Dataset items:
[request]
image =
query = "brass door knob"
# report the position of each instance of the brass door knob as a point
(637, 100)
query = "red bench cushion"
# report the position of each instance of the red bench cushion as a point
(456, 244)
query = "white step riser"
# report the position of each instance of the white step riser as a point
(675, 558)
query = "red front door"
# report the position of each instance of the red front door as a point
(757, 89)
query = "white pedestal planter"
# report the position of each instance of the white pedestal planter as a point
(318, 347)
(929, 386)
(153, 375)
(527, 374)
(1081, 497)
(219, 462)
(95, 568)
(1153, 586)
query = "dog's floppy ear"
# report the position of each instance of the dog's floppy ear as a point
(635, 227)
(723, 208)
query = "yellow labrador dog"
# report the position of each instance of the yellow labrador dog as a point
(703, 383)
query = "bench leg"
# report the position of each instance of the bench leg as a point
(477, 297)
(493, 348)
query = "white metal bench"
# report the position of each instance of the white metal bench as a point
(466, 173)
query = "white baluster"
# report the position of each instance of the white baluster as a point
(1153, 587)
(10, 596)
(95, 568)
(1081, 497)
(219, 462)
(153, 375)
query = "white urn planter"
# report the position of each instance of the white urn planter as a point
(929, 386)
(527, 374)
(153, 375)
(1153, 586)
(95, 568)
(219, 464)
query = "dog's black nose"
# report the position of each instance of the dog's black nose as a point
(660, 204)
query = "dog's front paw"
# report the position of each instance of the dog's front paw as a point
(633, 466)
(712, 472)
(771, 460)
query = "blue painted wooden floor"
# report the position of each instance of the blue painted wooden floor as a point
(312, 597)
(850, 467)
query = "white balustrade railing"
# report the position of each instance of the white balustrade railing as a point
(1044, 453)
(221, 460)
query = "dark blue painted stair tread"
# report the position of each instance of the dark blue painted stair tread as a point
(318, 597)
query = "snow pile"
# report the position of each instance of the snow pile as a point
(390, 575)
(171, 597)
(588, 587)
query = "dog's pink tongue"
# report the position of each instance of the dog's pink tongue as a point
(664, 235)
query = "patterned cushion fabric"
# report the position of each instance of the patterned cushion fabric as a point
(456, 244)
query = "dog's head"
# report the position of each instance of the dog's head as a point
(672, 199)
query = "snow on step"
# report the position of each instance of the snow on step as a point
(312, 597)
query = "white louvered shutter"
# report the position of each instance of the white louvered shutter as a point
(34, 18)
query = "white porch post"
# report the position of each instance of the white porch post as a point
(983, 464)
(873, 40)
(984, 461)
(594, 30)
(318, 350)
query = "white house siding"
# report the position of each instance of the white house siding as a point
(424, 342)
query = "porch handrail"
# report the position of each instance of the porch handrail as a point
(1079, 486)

- The exercise:
Write every line of the material above again, exactly.

- In response:
[request]
image =
query = "brass door knob"
# report the position of each instance of the brass door knob as a point
(637, 100)
query = "red bench cushion"
# report the position of each instance of the red bench cushion as a point
(456, 244)
query = "white step riser"
# report the position of each instance of the white step riser as a point
(675, 558)
query = "red front door"
# report the position of each instance of the red front door as a point
(757, 89)
query = "white pedestal planter"
# report the position of each instance of the white pedestal planter as a point
(318, 347)
(929, 386)
(153, 375)
(527, 374)
(1081, 497)
(219, 462)
(95, 568)
(1153, 586)
query = "dog's floppy ear"
# report the position of each instance of the dog's floppy ear as a point
(635, 227)
(723, 208)
query = "yellow labrador dog"
# report the position of each instance of the yellow labrador dog as a point
(703, 383)
query = "bench leg"
# report the position of each instance of the bench leg as a point
(477, 297)
(493, 348)
query = "white metal bench"
# report the position of each instance of the white metal bench as a point
(466, 173)
query = "white baluster"
# report the position of each instance of the white baluster as a point
(1153, 587)
(10, 596)
(95, 568)
(1081, 497)
(219, 462)
(153, 375)
query = "white urn planter"
# report the position of each instance of the white urn planter as a point
(929, 386)
(527, 374)
(153, 375)
(1153, 586)
(95, 568)
(219, 464)
query = "dog's black nose"
# report the position of each instance of the dog's black nose as a point
(660, 204)
query = "dog's front paw"
# report the position of each instance of the dog's front paw as a point
(633, 466)
(712, 472)
(771, 460)
query = "blue painted wooden floor"
# report the position of each instance of the blue painted wooden floor as a point
(312, 597)
(850, 467)
query = "white balustrade railing"
# report the position of each instance of the white balustrade railing as a point
(1044, 453)
(221, 460)
query = "dark blue painted stair tread"
# report the position of each instance of the dark blue painted stair tread as a point
(318, 597)
query = "snow pile"
# report the position of each instance of the snow pile as a point
(390, 575)
(171, 597)
(588, 587)
query = "dog's pink tongue"
# report the position of each instance of the dog's pink tongue as a point
(664, 235)
query = "patterned cushion fabric"
# report the position of each instance of the patterned cushion fabric as a point
(456, 244)
query = "dog's head"
# report the position of each instance of the dog's head as a point
(672, 199)
query = "snow on step"
# report the position of each instance of the snow on step as a point
(312, 597)
query = "white louvered shutter"
# report the position of each instance of the white louvered shutter as a point
(34, 18)
query = "white porch post"
# report the position of each instance of the white porch post as a point
(983, 464)
(873, 40)
(984, 461)
(594, 30)
(318, 350)
query = "white house siding"
# report the position of each instance of the white house siding as a point
(424, 342)
query = "porch handrail"
# report the position of each instance of the porch handrail as a point
(1079, 486)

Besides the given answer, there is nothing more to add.